Work to do
Please report every line of the records that contains the word "earring", copying each line in full. Case counts.

Extracted data

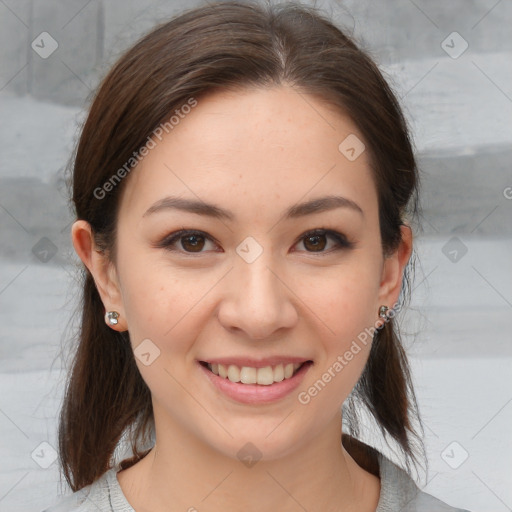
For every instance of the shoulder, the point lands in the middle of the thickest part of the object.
(104, 494)
(400, 492)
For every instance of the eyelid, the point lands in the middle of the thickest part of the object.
(340, 239)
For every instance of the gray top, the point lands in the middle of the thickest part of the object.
(399, 493)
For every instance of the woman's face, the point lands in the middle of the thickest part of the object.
(254, 286)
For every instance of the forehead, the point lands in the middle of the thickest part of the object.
(258, 149)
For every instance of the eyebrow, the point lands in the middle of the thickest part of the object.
(319, 205)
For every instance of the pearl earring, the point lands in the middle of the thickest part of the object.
(111, 317)
(383, 311)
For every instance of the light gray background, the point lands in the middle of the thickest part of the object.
(458, 329)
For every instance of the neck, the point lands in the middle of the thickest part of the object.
(191, 476)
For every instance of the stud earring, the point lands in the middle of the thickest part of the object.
(111, 317)
(383, 312)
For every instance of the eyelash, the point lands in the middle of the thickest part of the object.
(340, 239)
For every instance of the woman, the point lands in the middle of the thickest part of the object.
(242, 186)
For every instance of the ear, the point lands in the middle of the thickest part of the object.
(102, 269)
(393, 269)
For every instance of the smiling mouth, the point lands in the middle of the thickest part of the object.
(265, 376)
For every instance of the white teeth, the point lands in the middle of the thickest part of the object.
(248, 375)
(233, 373)
(265, 376)
(223, 372)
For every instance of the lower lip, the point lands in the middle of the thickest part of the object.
(256, 393)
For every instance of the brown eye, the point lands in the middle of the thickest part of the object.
(325, 241)
(187, 242)
(315, 242)
(192, 243)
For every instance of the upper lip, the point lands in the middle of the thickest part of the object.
(241, 361)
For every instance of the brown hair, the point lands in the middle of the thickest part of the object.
(223, 45)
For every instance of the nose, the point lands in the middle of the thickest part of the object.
(257, 300)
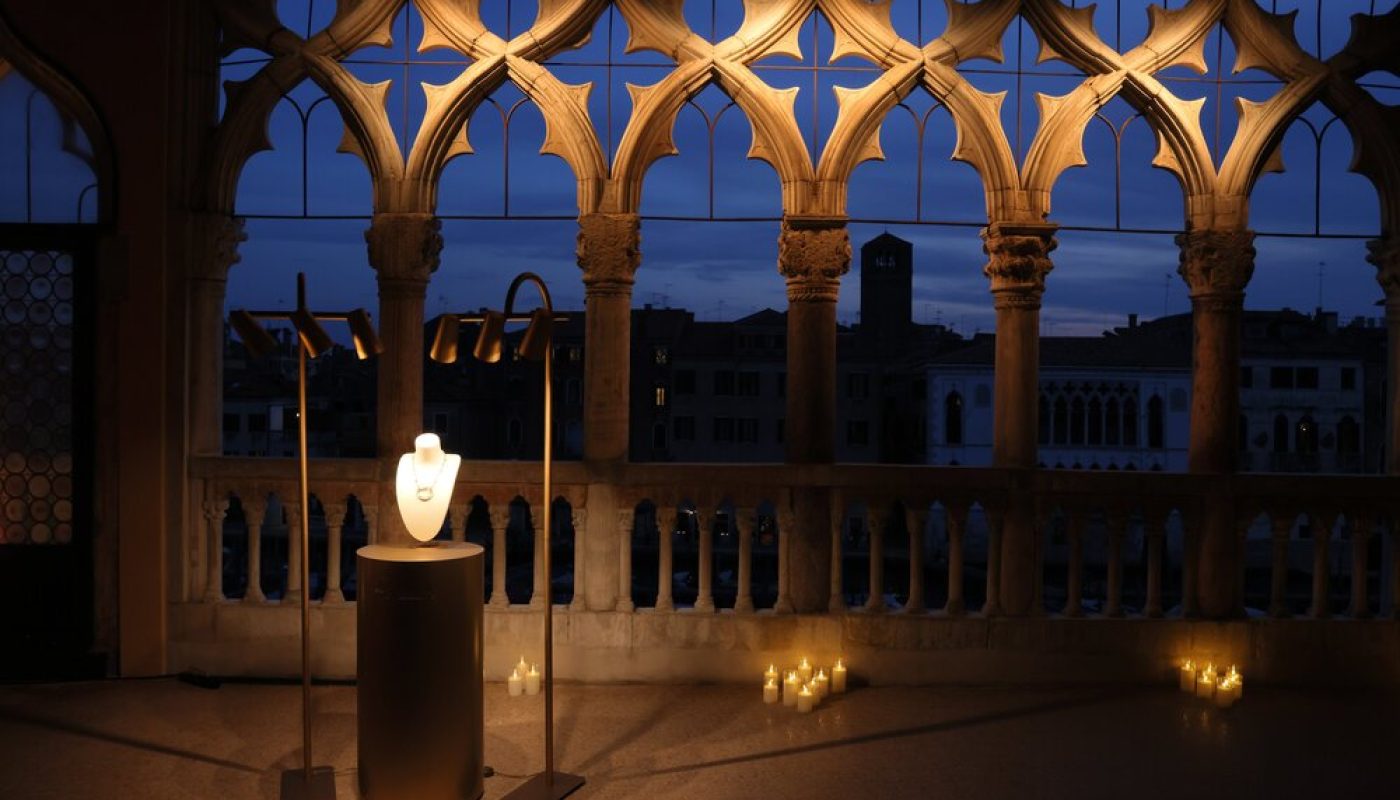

Finished task
For every instance of the pearl earring, the point lands in the middle of the thickest part of the object.
For every instance of the stud earring, the point lands in the middle of the thickest part of the object.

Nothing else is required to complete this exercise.